**Vorliegender Auszug:**

Bild: Geht auf Konfrontationskurs zu Deutschland: Christine Lagarde.
Washington/Brüssel/BERLIN ap/dpa | In der Debatte um einen Schuldenerlass
für Griechenland treten Differenzen zwischen dem Internationalen
Währungsfonds und Deutschland zutage. IWF-Direktorin Christine Lagarde riet
in Washington zu Umstrukturierungen der massiven Außenstände Athens. Nur so
könnten Rettungsmaßnahmen funktionieren, sagte sie. Damit ging sie auf
Konfrontationskurs zu Berlin, das einen echten Schuldenerlass skeptisch
sieht.
Die Regierung in Athen muss indes schon am Donnerstag wichtige Weichen
stellen: Bis Mitternacht ist eine detaillierte Reformagenda fällig. Die
Bürger in Griechenland müssen sich auf eine Schließung der Banken bis
einschließlich kommenden Montag einstellen, wie das Finanzministerium
mitteilte.
Solange bleibt es auch dabei, dass griechische Sparer nur 60 Euro am Tag
von ihrem eigenen Geld abheben dürfen. Der Mangel an Bargeld hemmt
inzwischen die griechische Wirtschaft immer mehr. Die Beschränkungen für
den Geldverkehr und die Schließung der meisten Banken gelten seit 29. Juni.
In den Wochen zuvor hatten die Bürger Milliardenbeträge von ihren Konten
geräumt. Da die Europäische Zentralbank die Menge der Notfallhilfe für die
griechischen Kreditinstitute gedeckelt hat, geht auch diesen das Bargeld
aus.
Angesichts der prekären Lage forcierte die Regierung in Athen ihre
Bemühungen um rasche Geldspritzen. Am Mittwoch stellte sie einen Antrag für
ein neues, auf drei Jahre angelegtes Hilfsprogramm des Rettungsfonds ESM
und sagte die sofortige Umsetzung der damit verbundenen Renten- und
Steuerreformen ab Montag zu.
## Unter Zeitdruck
Die Regierung in Athen steht unter Zeitdruck. Bis Donnerstagnacht muss sie
eine allerletzte Frist für die Vorlage von Reformvorschlägen erfüllen.

**Aufgaben:**
1 – Beantworte die folgenden Fragen zum Auszug über die griechische Schuldenkrise.
(a) Wie viel Geld dürfen griechische Sparer am Tag von ihrem Konto abheben?
(b) Seit welchem Datum gelten die Beschränkungen für den Geldverkehr?
(c) Auf wie viele Jahre ist das beantragte Hilfsprogramm des Rettungsfonds ESM angelegt?
2 – Schreibe aus dem Auszug über die griechische Schuldenkrise den Abschnitt wortgetreu ab, der mit den Worten beginnt, die „## Unter Zeitdruck“ enthalten, und mit „von Reformvorschlägen erfüllen.“ endet.

**Datensätze:**

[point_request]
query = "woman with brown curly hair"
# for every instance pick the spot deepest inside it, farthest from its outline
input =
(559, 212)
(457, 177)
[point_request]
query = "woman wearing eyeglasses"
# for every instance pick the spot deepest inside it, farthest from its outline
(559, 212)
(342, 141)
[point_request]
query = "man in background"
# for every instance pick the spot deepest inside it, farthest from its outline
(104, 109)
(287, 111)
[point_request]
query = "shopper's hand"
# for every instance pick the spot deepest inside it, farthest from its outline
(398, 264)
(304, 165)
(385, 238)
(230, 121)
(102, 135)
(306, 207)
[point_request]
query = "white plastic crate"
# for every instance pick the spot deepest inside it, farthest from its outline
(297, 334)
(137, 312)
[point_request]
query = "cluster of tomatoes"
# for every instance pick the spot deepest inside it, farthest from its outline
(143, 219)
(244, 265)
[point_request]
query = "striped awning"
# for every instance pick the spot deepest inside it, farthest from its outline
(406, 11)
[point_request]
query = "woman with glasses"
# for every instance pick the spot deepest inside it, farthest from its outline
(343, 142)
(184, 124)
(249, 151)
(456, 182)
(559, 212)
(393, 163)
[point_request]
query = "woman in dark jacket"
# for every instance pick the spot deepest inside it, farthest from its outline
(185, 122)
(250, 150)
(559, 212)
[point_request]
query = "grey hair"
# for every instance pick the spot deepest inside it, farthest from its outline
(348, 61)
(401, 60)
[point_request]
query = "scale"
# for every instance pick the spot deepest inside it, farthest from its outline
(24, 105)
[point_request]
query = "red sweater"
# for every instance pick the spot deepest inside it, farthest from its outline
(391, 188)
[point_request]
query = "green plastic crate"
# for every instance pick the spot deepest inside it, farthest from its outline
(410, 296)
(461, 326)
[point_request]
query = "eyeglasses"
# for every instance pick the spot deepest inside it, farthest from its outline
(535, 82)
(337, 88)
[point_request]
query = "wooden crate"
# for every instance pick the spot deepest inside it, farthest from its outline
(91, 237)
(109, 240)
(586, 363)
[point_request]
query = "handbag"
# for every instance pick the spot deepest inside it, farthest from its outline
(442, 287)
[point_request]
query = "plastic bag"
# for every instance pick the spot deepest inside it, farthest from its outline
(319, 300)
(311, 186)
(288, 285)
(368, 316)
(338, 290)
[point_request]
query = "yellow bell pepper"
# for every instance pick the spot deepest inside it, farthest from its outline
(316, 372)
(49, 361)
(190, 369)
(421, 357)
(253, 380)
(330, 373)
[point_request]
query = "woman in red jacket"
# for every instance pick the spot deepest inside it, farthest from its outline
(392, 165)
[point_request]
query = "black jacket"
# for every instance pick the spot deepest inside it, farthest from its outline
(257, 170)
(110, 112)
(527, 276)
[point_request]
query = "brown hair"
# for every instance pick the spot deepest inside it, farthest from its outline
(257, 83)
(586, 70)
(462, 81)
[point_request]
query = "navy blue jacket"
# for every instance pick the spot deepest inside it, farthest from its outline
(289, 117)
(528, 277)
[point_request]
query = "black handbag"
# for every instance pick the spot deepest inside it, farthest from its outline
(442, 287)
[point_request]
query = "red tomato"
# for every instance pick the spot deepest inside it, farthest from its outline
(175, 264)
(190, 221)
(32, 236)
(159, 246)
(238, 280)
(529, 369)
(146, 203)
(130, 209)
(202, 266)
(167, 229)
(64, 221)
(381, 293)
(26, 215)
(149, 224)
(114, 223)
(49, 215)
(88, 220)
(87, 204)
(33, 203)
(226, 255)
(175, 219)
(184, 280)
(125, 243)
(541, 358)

**Antworten je Aufgabe:**
1 –
(a) Sie dürfen 60 Euro am Tag abheben.
(b) Die Beschränkungen gelten seit dem 29. Juni.
(c) Es ist auf drei Jahre angelegt.

2 –
## Unter Zeitdruck
Die Regierung in Athen steht unter Zeitdruck. Bis Donnerstagnacht muss sie
eine allerletzte Frist für die Vorlage von Reformvorschlägen erfüllen.